### STATED GOAL 1
Could you print the section of the historical excerpt that begins at the words "Dixon’s novel, appearing" and ends after "of a Nation."?
### STATED GOAL 2
Could you continue the historical excerpt, picking up right after its last sentence?

### GIVEN PASSAGE
☆ ☆ ☆ ☆

Born in North Carolina during the war’s last year, Dixon drew upon real-life figures for his novel but changed some names; Thaddeus Stevens became Austin Stoneman. Otherwise, Dixon denied “taking liberty with any essential historical fact.”
Dixon gave Stoneman a heavy brown wig too small for his enormous forehead and a left leg that “ended in a mere bunch of flesh, resembling more closely an elephant’s hoof than the foot of a man.”
Dixon said that his purpose was to celebrate the way the Klan had gone forth “against overwhelming odds, daring exile, imprisonment, and a felon’s death, and saved the life of a people.” His story, Dixon concluded, “forms one of the most dramatic chapters in the history of the Aryan race.”
In Dixon’s telling, Abraham Lincoln becomes heroic for reasons his Northern admirers might not have recognized. Not only is he saintly in his forgiveness for the conquered South, Lincoln is an outspoken opponent of white men being forced to live among their former slaves.
Dixon’s Lincoln assures Stoneman that there can be no room in America for two distinct races of white and black. “We must assimilate or expel,” the president says, and his choice is to return the former slaves to Africa: “I can conceive of no greater calamity than the assimilation of the Negro into our social and political life as our equal.”
To that, Stoneman responds by “snapping his great jaws together and pursing his lips with contempt” as he says, “Words have no power to express my contempt for such twaddle!”
Dixon’s novel, appearing at a time of heightened racial tensions, sold well throughout the South. But Thaddeus Stevens, as Austin Stoneman, would reach even greater posthumous fame in 1915, when D. W. Griffith, a forty-year-old film director, bought Dixon’s novel, cast white actors in blackface as brutal and menacing Negroes, and called the result The Birth of a Nation.
Ulysses S. Grant
CHAPTER 13
ULYSSES S. GRANT (1869)
JULIA GRANT HAD BEEN RELIEVED when Andrew Johnson escaped conviction in the Senate. She sympathized with those who thought Johnson’s light punishment of the Southern states seemed to condone their rebellion, but she also felt that his trial “savored of persecution” and set “a dangerous precedent.” By that time, Mrs. Grant realized that her husband would very likely be the next president, and she did not want him hamstrung by Congress or defied by a cabinet secretary like Edwin Stanton.

☆ ☆ ☆ ☆

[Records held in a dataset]
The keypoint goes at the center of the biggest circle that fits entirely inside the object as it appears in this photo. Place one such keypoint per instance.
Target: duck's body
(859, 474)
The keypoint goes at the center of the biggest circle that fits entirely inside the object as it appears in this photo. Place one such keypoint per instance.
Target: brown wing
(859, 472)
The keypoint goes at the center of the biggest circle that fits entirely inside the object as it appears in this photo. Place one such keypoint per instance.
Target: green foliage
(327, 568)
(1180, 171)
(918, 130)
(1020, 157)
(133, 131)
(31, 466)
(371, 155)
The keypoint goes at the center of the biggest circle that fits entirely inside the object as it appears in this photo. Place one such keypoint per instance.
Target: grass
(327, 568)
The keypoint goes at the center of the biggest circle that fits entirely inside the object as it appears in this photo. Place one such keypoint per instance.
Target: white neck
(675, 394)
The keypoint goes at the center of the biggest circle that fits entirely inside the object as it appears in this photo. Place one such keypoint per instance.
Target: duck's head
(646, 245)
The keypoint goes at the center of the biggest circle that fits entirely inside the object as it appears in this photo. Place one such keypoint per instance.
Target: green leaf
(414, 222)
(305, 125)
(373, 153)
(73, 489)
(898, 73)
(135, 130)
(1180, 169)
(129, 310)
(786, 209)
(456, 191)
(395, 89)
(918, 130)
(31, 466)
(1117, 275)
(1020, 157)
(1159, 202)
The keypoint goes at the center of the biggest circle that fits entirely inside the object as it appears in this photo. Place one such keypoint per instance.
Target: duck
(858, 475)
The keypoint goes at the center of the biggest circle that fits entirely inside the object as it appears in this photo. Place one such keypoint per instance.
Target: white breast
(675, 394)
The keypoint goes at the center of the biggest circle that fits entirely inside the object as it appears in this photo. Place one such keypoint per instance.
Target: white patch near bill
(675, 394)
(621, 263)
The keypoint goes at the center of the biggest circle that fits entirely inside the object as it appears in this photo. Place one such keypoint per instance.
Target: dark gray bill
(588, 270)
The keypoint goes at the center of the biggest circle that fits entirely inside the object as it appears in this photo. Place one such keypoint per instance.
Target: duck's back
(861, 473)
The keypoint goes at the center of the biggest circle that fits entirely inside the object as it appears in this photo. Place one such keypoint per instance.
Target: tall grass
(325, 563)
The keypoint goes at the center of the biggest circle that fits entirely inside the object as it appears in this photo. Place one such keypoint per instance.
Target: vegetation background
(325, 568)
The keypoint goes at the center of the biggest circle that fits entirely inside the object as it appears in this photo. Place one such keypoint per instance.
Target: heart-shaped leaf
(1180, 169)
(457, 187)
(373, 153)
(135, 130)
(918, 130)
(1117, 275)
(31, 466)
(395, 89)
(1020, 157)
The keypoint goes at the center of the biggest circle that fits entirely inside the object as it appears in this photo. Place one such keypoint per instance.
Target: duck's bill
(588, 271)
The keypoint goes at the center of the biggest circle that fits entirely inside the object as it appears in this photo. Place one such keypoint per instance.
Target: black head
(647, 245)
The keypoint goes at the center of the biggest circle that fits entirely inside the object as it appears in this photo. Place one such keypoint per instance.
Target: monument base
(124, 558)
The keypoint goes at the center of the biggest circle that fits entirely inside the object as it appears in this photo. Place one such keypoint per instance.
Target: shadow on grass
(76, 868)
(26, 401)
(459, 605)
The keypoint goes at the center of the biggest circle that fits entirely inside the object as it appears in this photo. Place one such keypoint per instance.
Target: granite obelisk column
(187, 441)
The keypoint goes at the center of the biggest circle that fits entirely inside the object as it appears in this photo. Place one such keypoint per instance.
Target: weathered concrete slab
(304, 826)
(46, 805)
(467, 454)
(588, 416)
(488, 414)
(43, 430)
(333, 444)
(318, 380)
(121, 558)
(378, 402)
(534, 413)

☆ ☆ ☆ ☆

### RESULT 1
Dixon’s novel, appearing at a time of heightened racial tensions, sold well throughout the South. But Thaddeus Stevens, as Austin Stoneman, would reach even greater posthumous fame in 1915, when D. W. Griffith, a forty-year-old film director, bought Dixon’s novel, cast white actors in blackface as brutal and menacing Negroes, and called the result The Birth of a Nation.

### RESULT 2
Nor did she share Grant’s ambivalence about the presidency. She had gloried in being the wife of the general-in-chief, alert to any slights or snubs and able to avenge them. It had given her satisfaction to decline somewhat curtly the White House invitation to attend the theater on the night Lincoln was shot.
Now, as the Republicans departed for their nominating convention in Chicago, she asked Grant directly, “Ulys, do you want to be president?” His answer was fatalistic. “No, but I do not see that I have anything to say about it. The convention is about to assemble, and from all I hear, they will nominate me. And I suppose if I am nominated, I will be elected.”
Grant knew the job. With no feigned modesty, he thought he could handle it better than anyone else, and he was sure that Southerners would see him as a fair-minded president who enforced the law without prejudice against them.
Grant also understood that his wife, devoted but willful, required a combination of tact and firmness and might be unnerved by the full glare of a presidential campaign. William Sherman, Grant’s friend and fellow general, tried to warn her:
“Mrs. Grant, you must now be prepared to have your husband’s character thoroughly sifted.”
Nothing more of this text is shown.